» **WRITTEN EXERCISE**:
Write out, please, the line containing "the dark hair" together with all lines after it, up to and including the last one, with no other output.

» **DATA TO PROCESS**:
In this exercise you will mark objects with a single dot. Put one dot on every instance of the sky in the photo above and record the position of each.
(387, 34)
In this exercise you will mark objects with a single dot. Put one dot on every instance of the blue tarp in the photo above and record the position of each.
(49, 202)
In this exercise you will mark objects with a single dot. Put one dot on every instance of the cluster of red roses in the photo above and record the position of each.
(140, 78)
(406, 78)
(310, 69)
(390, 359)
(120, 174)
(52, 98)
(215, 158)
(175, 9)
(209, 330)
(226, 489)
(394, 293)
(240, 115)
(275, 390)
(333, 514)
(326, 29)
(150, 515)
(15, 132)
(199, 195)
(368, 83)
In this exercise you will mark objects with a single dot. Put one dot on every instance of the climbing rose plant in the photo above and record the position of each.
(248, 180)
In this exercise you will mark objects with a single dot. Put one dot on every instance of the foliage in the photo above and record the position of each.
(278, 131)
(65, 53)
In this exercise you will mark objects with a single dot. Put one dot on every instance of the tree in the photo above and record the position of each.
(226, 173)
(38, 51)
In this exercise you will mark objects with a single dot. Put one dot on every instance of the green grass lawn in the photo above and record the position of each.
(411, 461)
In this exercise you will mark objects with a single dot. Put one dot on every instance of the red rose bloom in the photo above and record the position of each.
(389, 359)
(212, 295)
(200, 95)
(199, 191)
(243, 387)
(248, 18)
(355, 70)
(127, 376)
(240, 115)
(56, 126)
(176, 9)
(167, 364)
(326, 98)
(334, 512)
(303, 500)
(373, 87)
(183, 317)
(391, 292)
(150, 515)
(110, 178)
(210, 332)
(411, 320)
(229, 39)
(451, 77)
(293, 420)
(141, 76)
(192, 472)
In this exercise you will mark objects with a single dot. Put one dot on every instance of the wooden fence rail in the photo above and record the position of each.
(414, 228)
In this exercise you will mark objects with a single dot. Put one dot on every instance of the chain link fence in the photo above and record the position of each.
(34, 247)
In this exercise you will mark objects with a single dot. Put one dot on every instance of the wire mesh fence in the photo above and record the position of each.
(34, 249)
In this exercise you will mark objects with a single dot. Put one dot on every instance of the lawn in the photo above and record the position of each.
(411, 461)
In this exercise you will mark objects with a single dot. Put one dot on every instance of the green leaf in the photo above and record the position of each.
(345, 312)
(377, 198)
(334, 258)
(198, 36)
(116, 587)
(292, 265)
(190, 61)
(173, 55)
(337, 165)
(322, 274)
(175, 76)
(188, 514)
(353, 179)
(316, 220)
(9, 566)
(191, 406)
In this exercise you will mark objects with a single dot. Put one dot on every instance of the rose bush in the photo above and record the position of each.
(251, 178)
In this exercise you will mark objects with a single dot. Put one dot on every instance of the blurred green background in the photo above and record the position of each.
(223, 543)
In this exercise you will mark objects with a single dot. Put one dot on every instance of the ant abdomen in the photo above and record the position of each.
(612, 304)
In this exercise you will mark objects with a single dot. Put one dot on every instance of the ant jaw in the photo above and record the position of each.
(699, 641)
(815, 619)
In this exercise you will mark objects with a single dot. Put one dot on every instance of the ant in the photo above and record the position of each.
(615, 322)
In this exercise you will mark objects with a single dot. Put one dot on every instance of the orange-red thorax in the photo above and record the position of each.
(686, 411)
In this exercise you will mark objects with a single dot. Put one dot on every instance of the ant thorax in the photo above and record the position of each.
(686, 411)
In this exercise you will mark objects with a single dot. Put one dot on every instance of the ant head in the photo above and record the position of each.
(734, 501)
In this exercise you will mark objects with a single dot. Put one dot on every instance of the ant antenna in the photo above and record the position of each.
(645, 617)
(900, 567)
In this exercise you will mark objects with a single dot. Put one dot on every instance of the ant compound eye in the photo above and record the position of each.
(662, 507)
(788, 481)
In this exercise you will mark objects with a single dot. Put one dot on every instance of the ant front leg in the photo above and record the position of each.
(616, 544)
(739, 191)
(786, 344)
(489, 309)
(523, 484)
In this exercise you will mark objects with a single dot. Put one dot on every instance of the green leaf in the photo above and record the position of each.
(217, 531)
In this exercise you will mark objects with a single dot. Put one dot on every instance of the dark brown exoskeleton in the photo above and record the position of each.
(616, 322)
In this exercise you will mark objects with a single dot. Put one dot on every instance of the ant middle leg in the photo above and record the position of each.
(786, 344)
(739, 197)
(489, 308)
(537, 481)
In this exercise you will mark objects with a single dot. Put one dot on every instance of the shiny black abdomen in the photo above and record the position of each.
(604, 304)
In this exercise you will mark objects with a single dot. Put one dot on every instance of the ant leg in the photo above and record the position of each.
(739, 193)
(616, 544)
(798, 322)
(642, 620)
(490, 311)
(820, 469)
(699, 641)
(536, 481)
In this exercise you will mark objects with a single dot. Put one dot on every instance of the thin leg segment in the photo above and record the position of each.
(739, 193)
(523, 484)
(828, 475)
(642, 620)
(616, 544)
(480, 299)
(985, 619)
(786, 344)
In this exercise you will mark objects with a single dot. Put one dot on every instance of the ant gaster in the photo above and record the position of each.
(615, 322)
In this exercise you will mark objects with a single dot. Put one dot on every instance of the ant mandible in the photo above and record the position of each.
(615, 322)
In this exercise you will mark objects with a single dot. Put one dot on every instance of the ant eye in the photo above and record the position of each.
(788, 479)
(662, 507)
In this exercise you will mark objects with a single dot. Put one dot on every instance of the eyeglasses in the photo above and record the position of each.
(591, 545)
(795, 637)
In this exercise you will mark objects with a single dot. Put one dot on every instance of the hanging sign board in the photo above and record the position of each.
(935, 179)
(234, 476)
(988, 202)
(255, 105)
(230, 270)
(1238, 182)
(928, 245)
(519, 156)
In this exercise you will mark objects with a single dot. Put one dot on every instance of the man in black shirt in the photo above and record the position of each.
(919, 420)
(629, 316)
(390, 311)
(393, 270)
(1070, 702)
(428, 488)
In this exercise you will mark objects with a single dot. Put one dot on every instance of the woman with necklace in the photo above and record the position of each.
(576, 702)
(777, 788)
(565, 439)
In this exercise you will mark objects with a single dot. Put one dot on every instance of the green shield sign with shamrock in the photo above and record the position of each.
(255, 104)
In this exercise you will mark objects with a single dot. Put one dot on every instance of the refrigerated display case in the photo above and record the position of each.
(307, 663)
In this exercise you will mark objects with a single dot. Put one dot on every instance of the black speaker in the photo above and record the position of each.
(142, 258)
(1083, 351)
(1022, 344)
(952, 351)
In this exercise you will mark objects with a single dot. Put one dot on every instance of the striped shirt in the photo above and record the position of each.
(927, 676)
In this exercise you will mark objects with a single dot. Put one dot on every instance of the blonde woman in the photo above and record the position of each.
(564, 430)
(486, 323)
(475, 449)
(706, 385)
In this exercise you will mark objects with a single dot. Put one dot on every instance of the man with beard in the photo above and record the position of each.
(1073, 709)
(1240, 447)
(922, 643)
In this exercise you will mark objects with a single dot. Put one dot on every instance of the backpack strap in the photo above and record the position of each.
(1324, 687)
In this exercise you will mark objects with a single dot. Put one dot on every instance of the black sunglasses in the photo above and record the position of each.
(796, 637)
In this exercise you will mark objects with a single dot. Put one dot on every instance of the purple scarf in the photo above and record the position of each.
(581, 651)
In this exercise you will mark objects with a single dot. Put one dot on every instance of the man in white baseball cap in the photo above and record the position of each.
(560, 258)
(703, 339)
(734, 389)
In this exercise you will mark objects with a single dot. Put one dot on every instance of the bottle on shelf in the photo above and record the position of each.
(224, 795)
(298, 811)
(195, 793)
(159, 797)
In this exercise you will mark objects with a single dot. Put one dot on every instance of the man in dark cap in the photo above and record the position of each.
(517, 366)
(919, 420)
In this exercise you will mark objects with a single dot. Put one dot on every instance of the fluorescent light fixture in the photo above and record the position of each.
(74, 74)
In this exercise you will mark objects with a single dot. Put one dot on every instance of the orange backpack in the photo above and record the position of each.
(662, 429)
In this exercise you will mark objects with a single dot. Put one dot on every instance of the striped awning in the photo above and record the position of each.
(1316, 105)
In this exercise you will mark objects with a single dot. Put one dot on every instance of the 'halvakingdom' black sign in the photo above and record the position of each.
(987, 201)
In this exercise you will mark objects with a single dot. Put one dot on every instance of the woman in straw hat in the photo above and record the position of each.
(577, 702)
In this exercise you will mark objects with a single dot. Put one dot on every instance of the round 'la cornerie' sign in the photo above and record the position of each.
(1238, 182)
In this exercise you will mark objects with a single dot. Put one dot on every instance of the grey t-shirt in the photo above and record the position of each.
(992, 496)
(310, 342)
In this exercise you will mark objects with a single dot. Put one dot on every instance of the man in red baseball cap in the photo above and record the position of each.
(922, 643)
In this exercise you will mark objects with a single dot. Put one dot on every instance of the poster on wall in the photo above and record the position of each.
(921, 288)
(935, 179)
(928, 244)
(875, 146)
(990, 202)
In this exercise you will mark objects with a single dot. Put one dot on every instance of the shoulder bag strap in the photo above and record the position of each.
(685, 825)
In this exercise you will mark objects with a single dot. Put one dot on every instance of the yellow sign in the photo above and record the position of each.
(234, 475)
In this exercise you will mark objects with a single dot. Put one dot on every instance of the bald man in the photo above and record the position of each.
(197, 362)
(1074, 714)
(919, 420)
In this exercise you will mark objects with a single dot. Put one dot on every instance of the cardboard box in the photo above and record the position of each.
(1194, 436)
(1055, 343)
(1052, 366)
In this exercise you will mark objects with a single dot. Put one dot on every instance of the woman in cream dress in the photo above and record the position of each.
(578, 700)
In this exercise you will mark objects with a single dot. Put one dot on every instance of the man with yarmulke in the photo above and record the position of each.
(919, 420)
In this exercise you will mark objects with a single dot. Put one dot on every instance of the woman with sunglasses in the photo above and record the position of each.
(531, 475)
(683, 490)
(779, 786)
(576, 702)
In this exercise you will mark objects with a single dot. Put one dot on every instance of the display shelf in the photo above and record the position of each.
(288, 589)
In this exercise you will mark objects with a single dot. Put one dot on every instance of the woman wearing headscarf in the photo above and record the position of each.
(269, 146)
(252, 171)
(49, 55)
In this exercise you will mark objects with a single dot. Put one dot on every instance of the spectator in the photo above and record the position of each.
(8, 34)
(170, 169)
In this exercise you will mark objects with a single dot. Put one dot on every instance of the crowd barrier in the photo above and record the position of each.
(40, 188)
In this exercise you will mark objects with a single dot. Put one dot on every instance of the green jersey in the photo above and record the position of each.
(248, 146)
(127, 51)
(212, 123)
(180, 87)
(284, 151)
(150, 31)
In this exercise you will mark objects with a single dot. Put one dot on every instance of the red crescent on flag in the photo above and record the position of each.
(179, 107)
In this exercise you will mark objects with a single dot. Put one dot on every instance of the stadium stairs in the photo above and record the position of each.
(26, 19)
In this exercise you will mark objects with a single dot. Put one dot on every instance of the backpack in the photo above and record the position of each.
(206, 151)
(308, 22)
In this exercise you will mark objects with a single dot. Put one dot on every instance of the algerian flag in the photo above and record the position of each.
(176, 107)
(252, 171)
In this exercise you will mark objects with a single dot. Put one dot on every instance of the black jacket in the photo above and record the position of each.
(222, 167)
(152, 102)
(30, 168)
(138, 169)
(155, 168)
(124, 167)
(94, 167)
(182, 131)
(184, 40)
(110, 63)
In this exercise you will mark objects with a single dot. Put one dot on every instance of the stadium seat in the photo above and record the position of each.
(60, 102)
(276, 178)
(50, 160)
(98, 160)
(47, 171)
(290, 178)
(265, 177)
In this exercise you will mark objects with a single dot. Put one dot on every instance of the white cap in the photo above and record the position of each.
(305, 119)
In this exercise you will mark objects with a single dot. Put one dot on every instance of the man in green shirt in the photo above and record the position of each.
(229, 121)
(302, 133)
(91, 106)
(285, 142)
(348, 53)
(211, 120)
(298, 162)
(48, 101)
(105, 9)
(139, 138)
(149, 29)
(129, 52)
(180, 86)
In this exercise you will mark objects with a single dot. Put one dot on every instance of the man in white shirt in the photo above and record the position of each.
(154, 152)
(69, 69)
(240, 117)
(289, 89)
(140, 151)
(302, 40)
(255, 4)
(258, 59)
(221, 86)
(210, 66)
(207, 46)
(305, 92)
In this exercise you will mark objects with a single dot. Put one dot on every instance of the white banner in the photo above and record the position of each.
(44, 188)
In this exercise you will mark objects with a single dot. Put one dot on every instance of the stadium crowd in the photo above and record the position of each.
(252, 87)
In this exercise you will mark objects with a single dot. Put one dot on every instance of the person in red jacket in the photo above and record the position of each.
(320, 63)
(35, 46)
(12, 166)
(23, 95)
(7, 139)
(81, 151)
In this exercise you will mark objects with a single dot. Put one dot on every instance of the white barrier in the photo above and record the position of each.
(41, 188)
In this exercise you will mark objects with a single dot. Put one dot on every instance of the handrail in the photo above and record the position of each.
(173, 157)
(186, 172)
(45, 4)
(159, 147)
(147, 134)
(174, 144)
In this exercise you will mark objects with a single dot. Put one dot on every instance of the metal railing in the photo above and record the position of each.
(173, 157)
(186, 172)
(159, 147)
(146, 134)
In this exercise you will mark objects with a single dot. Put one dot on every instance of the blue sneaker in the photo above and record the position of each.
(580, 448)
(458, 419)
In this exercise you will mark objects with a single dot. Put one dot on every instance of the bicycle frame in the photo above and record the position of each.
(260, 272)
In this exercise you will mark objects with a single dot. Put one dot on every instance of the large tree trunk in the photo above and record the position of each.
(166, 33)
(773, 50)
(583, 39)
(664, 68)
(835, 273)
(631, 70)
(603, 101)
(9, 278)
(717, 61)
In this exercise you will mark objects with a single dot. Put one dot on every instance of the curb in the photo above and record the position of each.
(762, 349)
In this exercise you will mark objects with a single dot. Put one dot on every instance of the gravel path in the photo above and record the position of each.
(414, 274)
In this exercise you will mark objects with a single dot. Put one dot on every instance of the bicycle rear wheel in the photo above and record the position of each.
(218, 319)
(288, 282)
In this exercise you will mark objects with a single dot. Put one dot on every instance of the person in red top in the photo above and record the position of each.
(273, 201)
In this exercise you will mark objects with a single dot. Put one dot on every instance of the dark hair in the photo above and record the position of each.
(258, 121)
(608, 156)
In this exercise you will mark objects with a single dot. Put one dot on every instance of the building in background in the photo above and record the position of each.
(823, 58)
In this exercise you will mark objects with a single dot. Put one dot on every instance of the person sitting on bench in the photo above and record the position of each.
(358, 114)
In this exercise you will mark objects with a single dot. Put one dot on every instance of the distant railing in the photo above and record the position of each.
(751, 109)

» **THE OUTPUT**:
In this exercise you will mark objects with a single dot. Put one dot on every instance of the dark hair in the photo above and record the position of each.
(258, 121)
(608, 156)
In this exercise you will mark objects with a single dot. Put one dot on every instance of the building in background in the photo above and record the position of each.
(823, 58)
In this exercise you will mark objects with a single dot. Put one dot on every instance of the person sitting on bench in the photo above and record the position of each.
(358, 114)
In this exercise you will mark objects with a single dot. Put one dot on every instance of the distant railing in the photo above and record the position of each.
(751, 109)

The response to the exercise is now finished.